Tasks to carry out.
1. In the commentary on Kash Patel's testimony before Congress, what was he pressed about when he smirked and pivoted?
2. Carry on the commentary on Kash Patel's congressional testimony, starting after its final sentence.

Page excerpt.
-*-
Before Congress sat not Kash Patel, Director of the FBI, but Kash the Distinguished Discoverer — wizard, children’s book protagonist, and MAGA mythmaker-in-chief. This wasn’t testimony. This was theatrical canon-building, pinched straight from the pages of his own self-published propaganda trilogy, where King Donald rules the realm, enemies lurk in deep, swampy shadows, and our noble Kash alone possesses the magical truths capable of saving the kingdom.

And now here he is. Not in a storybook, but under oath. Not before enchanted children, but before the United States Congress. Smirking. Dodging. Insulting. Not answering questions so much as waving away accountability like a man convinced his own backstory is legally binding.

This isn’t law enforcement. It’s bloody panto with federal clearance. And America, I’m afraid, is the kingdom being reimagined as one man’s fantasy roleplay.

Patel, now somehow the actual Director of the Federal Bureau of Investigation, has elevated belligerent noncompliance to an art form. When pressed about the Epstein files, he smirked and pivoted. When asked about the shooting of Charlie Kirk and the premature arrest announcement, he glared and deflected. When challenged about internal firings, he launched into a tirade about “deep state infiltration” as if he were narrating the deleted scenes of a Dan Brown knock-off.

At one point, he accused a sitting senator of being compromised by intelligence leaks. At another, he suggested that oversight was equivalent to sabotage. I kept waiting for him to strike a pose and declare, in all seriousness, that he was simply protecting the realm.
-*-
Stored records.
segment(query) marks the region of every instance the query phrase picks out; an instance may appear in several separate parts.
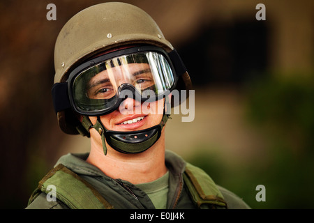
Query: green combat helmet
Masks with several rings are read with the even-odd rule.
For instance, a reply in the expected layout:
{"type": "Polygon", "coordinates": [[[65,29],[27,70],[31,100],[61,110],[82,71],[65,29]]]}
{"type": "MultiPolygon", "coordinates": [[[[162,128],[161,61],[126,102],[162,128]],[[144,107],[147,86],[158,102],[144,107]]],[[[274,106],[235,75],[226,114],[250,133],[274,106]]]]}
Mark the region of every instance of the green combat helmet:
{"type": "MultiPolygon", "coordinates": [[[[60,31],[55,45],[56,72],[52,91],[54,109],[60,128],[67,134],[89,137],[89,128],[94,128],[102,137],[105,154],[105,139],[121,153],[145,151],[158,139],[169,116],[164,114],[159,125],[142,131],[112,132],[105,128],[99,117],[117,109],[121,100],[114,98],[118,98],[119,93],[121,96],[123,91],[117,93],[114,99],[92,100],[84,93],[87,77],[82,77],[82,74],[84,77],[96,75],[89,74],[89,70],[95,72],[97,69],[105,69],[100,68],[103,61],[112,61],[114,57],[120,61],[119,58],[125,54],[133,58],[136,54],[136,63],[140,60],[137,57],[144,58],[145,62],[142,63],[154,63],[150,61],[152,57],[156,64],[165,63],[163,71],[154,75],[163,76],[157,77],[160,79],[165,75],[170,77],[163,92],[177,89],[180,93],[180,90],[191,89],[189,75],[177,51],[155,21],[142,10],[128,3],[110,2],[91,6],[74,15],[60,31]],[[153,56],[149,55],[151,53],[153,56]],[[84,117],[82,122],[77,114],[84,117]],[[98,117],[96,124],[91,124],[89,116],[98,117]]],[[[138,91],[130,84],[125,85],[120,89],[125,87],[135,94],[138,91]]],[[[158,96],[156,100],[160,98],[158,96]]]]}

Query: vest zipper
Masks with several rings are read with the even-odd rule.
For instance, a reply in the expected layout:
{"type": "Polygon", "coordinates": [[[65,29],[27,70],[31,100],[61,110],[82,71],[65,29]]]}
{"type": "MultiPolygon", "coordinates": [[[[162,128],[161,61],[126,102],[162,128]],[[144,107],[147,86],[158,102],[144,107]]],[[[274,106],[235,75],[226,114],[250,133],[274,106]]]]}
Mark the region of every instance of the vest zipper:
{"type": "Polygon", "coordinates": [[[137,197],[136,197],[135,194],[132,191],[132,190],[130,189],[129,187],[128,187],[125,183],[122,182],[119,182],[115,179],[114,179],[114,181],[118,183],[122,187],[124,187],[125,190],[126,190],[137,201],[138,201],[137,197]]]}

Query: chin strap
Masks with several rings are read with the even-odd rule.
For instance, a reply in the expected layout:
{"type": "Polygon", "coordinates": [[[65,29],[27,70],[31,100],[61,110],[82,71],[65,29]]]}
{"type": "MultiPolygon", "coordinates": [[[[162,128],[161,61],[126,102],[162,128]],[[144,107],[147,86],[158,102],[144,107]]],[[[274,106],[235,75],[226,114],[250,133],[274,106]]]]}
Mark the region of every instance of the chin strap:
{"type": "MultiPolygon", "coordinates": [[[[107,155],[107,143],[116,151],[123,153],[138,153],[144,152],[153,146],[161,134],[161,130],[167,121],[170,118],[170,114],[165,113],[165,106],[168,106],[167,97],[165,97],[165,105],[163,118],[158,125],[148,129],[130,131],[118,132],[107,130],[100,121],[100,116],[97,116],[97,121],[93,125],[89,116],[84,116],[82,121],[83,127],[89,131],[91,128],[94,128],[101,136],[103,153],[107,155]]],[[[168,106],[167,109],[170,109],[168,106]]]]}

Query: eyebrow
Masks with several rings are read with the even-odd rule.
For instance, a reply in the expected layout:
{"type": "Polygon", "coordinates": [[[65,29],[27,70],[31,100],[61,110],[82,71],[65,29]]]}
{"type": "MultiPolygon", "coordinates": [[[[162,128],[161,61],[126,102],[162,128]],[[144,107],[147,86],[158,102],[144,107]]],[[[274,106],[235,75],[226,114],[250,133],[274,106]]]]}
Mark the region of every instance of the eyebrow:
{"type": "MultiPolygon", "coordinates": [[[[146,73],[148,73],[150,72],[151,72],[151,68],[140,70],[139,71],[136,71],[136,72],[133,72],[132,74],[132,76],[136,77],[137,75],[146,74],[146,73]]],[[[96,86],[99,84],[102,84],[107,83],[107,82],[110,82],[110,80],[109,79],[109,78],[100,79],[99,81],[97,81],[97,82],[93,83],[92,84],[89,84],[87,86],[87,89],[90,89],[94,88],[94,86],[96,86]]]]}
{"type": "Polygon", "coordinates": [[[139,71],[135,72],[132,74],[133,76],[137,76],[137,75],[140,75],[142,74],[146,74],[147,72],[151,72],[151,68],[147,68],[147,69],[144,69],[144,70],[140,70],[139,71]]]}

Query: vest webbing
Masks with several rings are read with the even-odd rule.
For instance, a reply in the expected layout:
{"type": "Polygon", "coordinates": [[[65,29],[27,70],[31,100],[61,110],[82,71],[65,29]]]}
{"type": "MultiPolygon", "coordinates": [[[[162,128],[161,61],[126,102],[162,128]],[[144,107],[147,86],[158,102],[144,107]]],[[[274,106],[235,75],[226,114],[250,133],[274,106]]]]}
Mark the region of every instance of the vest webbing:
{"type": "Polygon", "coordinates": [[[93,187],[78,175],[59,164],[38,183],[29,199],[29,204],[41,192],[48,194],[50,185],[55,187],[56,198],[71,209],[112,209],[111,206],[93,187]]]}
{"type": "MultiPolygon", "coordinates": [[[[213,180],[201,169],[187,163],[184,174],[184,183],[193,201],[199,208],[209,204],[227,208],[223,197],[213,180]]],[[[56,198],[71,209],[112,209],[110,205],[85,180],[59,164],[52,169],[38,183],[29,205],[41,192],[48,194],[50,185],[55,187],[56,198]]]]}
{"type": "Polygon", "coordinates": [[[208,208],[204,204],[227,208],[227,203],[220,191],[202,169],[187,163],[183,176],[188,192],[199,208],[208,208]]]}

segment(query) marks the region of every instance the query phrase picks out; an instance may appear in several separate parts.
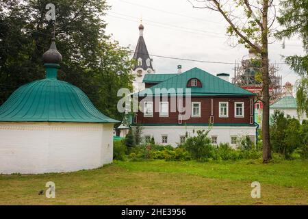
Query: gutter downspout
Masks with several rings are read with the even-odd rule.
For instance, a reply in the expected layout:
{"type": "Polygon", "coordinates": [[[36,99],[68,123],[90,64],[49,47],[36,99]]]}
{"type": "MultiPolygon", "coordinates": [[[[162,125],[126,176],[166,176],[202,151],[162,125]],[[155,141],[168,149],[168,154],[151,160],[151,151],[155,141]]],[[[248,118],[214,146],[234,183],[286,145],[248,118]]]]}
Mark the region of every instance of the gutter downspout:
-*-
Set of answers.
1. The Epstein files.

2.
This is not a man leading the most powerful domestic intelligence agency on Earth. This is not a steward of federal law, or a guardian of justice. This is a man who once spent his spare time writing a trilogy of children’s books casting himself as a wizard — and now governs like one, too.

It would be hilarious if it weren’t horrifying. It would be parody if it weren’t actual federal authority.

Let me say that again, for the agents, analysts, and field officers who still take this job seriously: Kash Patel’s most notable achievement before becoming FBI Director was writing a fantasy series where he starred as a magical truth-discoverer defending King Donald against nefarious swamp creatures. The titles included The Plot Against the King2000 Mules, and the breathtakingly subtle Return of the King. It’s not satire. It’s not ironic. It’s a deeply unfunny joke that somehow turned into a job application.

Yes, in the books, “Kash the Distinguished Discoverer” uses magical truths to expose the evil plotters trying to steal “Choosing Day.” Hillary becomes “Hillary Queenton.” Dominion voting machines are transformed into enchanted deception boxes. It reads like Mein Kampf for toddlers — if it had been scrawled out by a particularly self-obsessed wizard with crayons and a persecution complex.

And this — this — is the man now holding the badge once wielded by J. Edgar Hoover.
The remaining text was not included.